> [PROVIDED ENTRIES]:
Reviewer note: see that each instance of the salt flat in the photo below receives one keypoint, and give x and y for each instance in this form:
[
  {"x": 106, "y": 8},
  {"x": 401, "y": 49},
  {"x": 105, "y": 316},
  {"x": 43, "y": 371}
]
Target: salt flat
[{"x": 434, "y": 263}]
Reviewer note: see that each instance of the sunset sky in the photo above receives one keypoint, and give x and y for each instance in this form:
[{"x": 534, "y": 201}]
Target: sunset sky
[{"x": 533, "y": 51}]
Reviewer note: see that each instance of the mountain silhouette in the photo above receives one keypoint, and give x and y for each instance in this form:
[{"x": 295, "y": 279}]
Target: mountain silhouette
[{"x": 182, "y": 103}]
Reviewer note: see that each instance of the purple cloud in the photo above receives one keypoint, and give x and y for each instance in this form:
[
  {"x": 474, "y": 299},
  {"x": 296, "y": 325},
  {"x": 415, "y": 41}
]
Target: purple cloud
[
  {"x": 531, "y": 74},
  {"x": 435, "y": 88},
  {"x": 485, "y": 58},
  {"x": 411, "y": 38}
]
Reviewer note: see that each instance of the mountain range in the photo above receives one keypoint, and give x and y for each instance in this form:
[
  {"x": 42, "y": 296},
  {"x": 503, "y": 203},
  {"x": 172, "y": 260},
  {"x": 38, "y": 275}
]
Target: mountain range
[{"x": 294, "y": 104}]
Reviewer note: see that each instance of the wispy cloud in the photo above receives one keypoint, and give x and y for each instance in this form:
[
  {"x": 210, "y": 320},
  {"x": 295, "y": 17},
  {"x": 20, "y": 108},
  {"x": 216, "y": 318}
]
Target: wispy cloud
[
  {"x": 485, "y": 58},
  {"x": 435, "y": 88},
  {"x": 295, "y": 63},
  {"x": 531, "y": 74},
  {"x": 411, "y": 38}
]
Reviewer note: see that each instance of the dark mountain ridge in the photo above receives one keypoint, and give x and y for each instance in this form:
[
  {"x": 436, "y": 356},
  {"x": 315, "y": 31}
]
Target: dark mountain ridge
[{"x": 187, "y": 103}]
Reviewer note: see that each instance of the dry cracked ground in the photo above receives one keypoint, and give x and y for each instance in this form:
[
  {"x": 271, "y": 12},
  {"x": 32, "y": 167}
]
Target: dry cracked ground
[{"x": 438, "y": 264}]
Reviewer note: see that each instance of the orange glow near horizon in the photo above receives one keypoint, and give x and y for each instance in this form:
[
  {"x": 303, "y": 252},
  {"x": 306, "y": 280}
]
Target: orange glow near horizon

> [GIVEN PROBLEM]: Can you quote all of the lines above verbatim, from the first through the last?

> [SOLUTION BELOW]:
Reviewer note: see that each instance of the salt flat in the photo below receives one keypoint, and give x and y for each instance in this form:
[
  {"x": 106, "y": 8},
  {"x": 401, "y": 49},
  {"x": 105, "y": 316},
  {"x": 43, "y": 371}
]
Target: salt flat
[{"x": 434, "y": 263}]
Reviewer note: see that each instance of the sunset sky in the photo above receives one keypoint, and give x and y for each instance in this form:
[{"x": 534, "y": 201}]
Target: sunset sky
[{"x": 533, "y": 51}]
Reviewer note: see that each instance of the mountain silhouette in the photo above receives one keypoint, and give x and y for each instance in this form:
[{"x": 295, "y": 279}]
Target: mountain silhouette
[{"x": 182, "y": 103}]
Reviewer note: see that each instance of the purple cloud in the photo above receives one keypoint, and give x and y for each instance in this form:
[
  {"x": 474, "y": 299},
  {"x": 296, "y": 325},
  {"x": 415, "y": 41}
]
Target: purple cloud
[
  {"x": 531, "y": 74},
  {"x": 435, "y": 88},
  {"x": 485, "y": 58},
  {"x": 411, "y": 38}
]
Reviewer note: see that each instance of the mountain range in the photo above receives one keypoint, and give x and y for each instance in this form:
[
  {"x": 42, "y": 296},
  {"x": 503, "y": 203},
  {"x": 172, "y": 260},
  {"x": 38, "y": 275}
]
Target: mountain range
[{"x": 294, "y": 104}]
Reviewer note: see that each instance of the wispy cloud in the photo above receives one keypoint, and give x and y for each instance in this form:
[
  {"x": 210, "y": 320},
  {"x": 295, "y": 17},
  {"x": 20, "y": 108},
  {"x": 216, "y": 318}
]
Target: wispy cloud
[
  {"x": 485, "y": 58},
  {"x": 435, "y": 88},
  {"x": 295, "y": 63},
  {"x": 531, "y": 74},
  {"x": 411, "y": 38}
]
Reviewer note: see that each instance of the dark mountain ridge in the photo above receives one keypoint, and give x and y for each instance in this form:
[
  {"x": 436, "y": 356},
  {"x": 315, "y": 31}
]
Target: dark mountain ridge
[{"x": 187, "y": 103}]
Reviewer note: see that each instance of the dry cracked ground in the photo above receives one keypoint, and give x and y for each instance in this form:
[
  {"x": 271, "y": 12},
  {"x": 32, "y": 167}
]
Target: dry cracked ground
[{"x": 438, "y": 264}]
Reviewer note: see that each instance of the orange glow near horizon in the photo above receives one keypoint, and give x and y for each instance in this form:
[
  {"x": 303, "y": 252},
  {"x": 306, "y": 280}
]
Target: orange glow near horizon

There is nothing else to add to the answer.